=== TEXT UNDER STUDY ===

Source: [2508.12175] Invitation Is All You Need! Promptware Attacks Against LLM-Powered Assistants in Production Are Practical and Dangerous

AI & Humans: Making the Relationship Work

Leaders of many organizations are urging their teams to adopt agentic AI to improve efficiency, but are finding it hard to achieve any benefit. Managers attempting to add AI agents to existing human teams may find that bots fail to faithfully follow their instructions, return pointless or obvious results or burn precious time and resources spinning on tasks that older, simpler systems could have accomplished just as well.

The technical innovators getting the most out of AI are finding that the technology can be remarkably human in its behavior. And the more groups of AI agents are given tasks that require cooperation and collaboration, the more those human-like dynamics emerge.

Our research suggests that, because of how directly they seem to apply to hybrid teams of human and digital workers, the most effective leaders in the coming years may still be those who excel at understanding the timeworn principles of human management.

We have spent years studying the risks and opportunities for organizations adopting AI. Our 2025 book, Rewiring Democracy, examines lessons from AI adoption in government institutions and civil society worldwide. In it, we identify where the technology has made the biggest impact and where it fails to make a difference. Today, we see many of the organizations we’ve studied taking another shot at AI adoption—this time, with agentic tools. While generative AI generates, agentic AI acts and achieves goals such as automating supply chain processes, making data-driven investment decisions or managing complex project workflows. The cutting edge of AI development research is starting to reveal what works best in this new paradigm.

[…]

Key Takeaways

Managers of hybrid teams can apply these ideas to design their own complex systems of human and digital workers:

DELEGATE.

Analyze the tasks in your workflows so that you can design a division of labour that plays to the strength of each of your resources. Entrust your most experienced humans with the roles that require context and judgment and entrust AI models with the tasks that need to be done quickly or benefit from extreme parallelization.

If you’re building a hybrid customer service organization, let AIs handle tasks like eliciting pertinent information from customers and suggesting common solutions. But always escalate to human representatives to resolve unique situations and offer accommodations, especially when doing so can carry legal obligations and financial ramifications. To help them work together well, task the AI agents with preparing concise briefs compiling the case history and potential resolutions to help humans jump into the conversation.

ITERATE.

AIs will likely underperform your top human team members when it comes to solving novel problems in the fields in which they are expert. But AI agents’ speed and parallelization still make them valuable partners. Look for ways to augment human-led explorations of new territory with agentic AI scouting teams that can explore many paths for them in advance.

=== DATA TO EXAMINE ===

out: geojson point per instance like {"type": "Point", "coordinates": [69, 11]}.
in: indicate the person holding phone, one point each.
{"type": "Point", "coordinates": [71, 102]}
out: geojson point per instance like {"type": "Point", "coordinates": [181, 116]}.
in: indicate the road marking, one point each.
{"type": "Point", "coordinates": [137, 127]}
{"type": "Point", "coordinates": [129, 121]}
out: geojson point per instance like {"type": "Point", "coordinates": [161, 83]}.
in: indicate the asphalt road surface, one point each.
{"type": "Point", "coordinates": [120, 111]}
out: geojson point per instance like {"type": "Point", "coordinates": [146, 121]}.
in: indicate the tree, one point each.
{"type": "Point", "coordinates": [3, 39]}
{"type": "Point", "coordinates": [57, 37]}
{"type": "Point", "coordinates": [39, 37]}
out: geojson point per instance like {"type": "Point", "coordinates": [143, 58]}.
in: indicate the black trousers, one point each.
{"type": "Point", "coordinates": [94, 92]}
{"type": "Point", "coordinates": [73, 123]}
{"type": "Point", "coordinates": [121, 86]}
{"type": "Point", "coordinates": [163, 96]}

===

■ **ASSIGNED TASK**: Quote the passage about hybrid human-AI teams, starting with "AIs will likely" and going on through "them in advance.". Rely only on the passage about hybrid human-AI teams.

■ **RESULT FOR THIS TASK**:
AIs will likely underperform your top human team members when it comes to solving novel problems in the fields in which they are expert. But AI agents’ speed and parallelization still make them valuable partners. Look for ways to augment human-led explorations of new territory with agentic AI scouting teams that can explore many paths for them in advance.